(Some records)
====

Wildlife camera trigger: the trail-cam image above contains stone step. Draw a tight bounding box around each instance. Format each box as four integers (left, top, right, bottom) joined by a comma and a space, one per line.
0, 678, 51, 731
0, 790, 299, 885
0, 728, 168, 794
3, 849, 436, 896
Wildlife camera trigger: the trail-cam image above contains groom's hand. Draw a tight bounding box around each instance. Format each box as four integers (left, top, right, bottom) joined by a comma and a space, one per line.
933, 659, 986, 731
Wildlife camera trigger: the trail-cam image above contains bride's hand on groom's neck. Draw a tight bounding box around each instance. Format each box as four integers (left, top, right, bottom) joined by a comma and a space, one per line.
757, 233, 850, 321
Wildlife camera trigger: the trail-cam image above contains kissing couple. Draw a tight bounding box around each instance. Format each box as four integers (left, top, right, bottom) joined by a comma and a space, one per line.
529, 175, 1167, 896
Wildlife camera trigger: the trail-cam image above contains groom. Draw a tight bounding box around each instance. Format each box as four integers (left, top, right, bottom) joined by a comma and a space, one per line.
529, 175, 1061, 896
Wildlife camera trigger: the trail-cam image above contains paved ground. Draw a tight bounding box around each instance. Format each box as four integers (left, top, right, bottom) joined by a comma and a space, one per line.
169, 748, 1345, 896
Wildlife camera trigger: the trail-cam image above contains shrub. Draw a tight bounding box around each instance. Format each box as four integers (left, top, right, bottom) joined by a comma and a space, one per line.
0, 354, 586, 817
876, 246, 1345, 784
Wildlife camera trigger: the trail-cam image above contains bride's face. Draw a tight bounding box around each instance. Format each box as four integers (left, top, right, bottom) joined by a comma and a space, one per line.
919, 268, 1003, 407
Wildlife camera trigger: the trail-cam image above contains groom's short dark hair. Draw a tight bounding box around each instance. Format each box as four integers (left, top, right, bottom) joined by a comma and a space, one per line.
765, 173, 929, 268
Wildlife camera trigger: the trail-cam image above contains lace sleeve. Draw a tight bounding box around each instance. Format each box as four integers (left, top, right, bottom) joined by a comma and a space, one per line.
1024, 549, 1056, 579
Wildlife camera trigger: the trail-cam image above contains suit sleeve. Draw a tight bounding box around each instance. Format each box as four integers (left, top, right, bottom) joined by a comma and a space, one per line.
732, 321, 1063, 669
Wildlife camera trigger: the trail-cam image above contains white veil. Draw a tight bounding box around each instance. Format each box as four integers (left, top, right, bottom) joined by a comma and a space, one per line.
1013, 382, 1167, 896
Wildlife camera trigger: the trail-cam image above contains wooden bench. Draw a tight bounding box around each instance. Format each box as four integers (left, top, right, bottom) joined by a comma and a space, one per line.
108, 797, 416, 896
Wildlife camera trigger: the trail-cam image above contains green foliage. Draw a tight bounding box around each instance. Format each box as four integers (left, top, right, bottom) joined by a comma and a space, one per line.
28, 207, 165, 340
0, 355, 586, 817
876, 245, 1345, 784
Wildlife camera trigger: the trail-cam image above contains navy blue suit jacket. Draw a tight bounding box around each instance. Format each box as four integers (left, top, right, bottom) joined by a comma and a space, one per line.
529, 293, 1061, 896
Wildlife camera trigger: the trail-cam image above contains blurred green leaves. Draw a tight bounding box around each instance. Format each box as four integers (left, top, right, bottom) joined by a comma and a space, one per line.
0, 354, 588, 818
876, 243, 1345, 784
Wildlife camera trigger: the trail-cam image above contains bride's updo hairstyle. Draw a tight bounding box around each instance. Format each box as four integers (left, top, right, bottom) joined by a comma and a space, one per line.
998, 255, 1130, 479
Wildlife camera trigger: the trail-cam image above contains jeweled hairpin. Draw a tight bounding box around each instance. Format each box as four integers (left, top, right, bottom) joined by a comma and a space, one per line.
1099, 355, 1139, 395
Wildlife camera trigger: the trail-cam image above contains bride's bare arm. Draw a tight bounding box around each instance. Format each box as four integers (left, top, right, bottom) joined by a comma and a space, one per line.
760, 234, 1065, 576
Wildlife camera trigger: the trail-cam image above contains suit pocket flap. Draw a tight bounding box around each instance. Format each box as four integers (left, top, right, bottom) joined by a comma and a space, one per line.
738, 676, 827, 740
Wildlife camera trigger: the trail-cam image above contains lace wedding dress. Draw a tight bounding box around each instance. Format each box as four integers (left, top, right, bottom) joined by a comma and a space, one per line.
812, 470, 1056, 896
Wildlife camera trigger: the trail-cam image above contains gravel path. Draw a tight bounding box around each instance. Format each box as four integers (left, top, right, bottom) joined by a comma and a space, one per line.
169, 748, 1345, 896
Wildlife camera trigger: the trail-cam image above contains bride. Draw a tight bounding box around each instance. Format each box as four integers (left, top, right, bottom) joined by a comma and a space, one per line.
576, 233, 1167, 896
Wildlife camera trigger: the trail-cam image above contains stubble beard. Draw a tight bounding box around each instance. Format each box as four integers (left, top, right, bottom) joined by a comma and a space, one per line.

====

● Directions for this task
Rewrite the entries from the line with "contains bride's face." to the line with "919, 268, 1003, 407", replacing "bride's face" with "groom's face" and leaving everything else unchanged.

● Output of the exercise
Wildlife camera trigger: the trail-cam image above contains groom's face. Draw a tight bounding box around each instance. Format each box as four integers (left, top, right, bottom) joined by a comma and a space, one per line.
919, 268, 1003, 407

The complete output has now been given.